Only the run of lines from the one containing "If you could tag each instance of the white light" through the last line should be returned, exactly as written.

== RECORD LIST ==

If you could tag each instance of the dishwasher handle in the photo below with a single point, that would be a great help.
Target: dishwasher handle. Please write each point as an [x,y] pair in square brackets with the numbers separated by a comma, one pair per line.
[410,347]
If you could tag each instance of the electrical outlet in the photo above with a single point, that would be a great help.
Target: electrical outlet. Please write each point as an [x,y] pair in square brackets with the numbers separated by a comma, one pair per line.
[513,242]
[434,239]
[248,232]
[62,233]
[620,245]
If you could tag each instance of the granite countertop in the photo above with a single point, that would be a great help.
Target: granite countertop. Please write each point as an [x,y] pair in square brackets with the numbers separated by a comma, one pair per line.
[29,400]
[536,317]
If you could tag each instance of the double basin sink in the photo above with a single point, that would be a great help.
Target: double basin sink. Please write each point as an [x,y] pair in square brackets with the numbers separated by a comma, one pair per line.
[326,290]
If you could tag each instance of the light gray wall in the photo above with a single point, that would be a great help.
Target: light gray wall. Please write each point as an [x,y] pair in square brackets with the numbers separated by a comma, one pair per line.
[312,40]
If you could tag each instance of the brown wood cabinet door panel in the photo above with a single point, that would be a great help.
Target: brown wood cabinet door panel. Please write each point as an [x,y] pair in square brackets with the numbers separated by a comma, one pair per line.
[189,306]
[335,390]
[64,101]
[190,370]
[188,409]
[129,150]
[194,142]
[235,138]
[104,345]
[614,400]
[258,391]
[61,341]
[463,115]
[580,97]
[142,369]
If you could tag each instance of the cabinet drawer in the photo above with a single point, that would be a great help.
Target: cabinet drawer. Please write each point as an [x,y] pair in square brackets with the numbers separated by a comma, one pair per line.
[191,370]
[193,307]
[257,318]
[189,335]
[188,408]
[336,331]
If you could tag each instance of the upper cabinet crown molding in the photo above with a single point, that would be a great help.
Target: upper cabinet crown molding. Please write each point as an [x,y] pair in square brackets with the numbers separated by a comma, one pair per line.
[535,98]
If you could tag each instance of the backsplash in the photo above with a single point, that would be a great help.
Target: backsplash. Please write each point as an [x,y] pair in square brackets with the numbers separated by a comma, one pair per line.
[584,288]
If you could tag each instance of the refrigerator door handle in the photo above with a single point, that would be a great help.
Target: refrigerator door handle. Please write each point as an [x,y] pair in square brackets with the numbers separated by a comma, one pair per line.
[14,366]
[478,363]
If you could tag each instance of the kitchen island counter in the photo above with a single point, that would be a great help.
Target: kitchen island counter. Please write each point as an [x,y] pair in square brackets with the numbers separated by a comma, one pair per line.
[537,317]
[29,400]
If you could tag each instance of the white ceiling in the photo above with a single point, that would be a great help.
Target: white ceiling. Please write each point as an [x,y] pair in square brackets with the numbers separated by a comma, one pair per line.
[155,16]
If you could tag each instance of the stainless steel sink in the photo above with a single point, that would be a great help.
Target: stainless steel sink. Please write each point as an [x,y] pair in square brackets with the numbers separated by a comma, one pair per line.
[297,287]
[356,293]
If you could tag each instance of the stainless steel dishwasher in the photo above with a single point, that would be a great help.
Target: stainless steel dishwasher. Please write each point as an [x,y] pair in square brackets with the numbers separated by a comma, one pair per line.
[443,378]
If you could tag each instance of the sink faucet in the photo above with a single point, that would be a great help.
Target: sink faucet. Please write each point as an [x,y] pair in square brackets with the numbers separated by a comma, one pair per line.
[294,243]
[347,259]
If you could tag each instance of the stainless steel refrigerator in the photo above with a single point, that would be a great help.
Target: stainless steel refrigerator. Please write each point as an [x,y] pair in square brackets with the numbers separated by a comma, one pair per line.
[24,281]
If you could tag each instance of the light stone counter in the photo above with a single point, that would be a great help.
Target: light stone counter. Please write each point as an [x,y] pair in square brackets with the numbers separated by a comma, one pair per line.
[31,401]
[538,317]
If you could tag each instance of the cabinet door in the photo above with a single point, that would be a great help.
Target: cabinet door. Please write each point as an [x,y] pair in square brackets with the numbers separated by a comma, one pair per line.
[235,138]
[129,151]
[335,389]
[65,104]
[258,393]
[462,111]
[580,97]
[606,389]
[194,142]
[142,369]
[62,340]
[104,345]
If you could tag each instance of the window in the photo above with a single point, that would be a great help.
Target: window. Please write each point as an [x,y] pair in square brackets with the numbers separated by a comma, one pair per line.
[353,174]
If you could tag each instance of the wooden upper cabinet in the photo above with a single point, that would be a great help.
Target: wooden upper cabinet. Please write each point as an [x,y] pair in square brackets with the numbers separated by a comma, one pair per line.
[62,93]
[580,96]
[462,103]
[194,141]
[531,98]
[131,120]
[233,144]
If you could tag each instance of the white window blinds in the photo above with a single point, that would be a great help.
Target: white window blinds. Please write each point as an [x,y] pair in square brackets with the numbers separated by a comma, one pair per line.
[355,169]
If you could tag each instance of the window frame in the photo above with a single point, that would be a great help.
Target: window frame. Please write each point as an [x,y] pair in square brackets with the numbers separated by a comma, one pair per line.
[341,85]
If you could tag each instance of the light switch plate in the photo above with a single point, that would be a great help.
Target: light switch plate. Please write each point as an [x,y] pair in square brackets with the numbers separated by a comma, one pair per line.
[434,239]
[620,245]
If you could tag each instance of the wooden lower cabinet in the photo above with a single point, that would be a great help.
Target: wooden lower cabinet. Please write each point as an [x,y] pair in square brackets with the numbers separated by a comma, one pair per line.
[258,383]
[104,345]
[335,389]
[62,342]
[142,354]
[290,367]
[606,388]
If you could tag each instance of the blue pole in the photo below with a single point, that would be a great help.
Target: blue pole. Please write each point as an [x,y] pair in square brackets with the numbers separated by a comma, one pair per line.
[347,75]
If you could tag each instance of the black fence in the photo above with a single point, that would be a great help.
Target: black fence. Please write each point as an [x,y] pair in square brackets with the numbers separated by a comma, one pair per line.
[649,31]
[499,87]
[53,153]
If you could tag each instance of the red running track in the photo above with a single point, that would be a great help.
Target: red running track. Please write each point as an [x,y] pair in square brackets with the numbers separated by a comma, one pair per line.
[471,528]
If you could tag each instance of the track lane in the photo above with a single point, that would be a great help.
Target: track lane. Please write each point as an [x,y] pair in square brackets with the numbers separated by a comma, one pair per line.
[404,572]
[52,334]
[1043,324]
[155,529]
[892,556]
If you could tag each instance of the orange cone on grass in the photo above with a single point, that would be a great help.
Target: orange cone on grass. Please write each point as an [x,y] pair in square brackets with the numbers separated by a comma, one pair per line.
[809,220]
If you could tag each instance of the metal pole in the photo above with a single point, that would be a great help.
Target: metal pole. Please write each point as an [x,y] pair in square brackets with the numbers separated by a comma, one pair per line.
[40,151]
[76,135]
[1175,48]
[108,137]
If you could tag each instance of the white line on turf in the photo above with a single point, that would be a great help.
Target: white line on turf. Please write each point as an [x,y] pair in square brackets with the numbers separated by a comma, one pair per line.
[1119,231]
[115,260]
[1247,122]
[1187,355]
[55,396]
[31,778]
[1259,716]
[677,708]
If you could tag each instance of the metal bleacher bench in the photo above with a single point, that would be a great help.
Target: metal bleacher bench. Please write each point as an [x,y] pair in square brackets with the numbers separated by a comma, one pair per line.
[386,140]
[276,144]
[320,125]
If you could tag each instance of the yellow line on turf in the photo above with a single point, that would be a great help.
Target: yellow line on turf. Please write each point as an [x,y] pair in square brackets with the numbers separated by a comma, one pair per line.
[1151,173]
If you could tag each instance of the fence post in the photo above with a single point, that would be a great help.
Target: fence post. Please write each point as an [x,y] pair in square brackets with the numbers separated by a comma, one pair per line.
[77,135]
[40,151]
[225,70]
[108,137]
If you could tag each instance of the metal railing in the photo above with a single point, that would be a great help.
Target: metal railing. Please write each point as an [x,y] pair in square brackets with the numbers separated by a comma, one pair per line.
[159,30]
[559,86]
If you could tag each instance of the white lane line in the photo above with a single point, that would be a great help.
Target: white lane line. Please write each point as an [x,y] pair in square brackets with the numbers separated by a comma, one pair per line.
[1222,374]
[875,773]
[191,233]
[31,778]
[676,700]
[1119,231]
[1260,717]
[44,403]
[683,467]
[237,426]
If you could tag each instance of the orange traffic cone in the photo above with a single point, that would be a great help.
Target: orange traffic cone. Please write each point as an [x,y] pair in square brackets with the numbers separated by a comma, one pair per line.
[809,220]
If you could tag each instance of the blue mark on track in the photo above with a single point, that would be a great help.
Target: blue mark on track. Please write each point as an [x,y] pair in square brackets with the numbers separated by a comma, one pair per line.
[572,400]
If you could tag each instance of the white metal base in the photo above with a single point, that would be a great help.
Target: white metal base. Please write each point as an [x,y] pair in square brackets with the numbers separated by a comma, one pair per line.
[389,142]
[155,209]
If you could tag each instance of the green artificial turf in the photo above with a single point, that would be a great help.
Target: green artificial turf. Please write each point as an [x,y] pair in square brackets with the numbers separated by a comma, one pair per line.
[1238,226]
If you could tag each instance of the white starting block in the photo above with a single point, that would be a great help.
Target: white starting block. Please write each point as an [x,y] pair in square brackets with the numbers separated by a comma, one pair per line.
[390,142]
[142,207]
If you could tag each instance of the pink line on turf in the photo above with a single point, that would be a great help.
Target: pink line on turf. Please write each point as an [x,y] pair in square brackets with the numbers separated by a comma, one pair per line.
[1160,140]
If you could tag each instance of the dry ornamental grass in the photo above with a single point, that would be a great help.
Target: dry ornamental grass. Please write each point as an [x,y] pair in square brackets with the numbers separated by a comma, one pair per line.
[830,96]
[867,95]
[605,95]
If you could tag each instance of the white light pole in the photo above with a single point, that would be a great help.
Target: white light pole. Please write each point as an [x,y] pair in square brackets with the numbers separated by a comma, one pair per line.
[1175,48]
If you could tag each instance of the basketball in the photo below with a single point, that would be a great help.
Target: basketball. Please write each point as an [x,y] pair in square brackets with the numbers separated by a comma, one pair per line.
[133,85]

===

### OUTPUT OF THE EXERCISE
If you could tag each instance of the white light pole in the photo above with a single point, that would be a great help.
Target: white light pole. Please write each point as an [x,y] pair in square brackets with the numbers separated by a comma, one pair per line.
[1175,48]
If you could tag each instance of the basketball in the photo below with a single point, that would be a great help.
Target: basketball. Please write each point as an [x,y] pair in square brackets with the numbers separated by a comma, one pair per line.
[133,85]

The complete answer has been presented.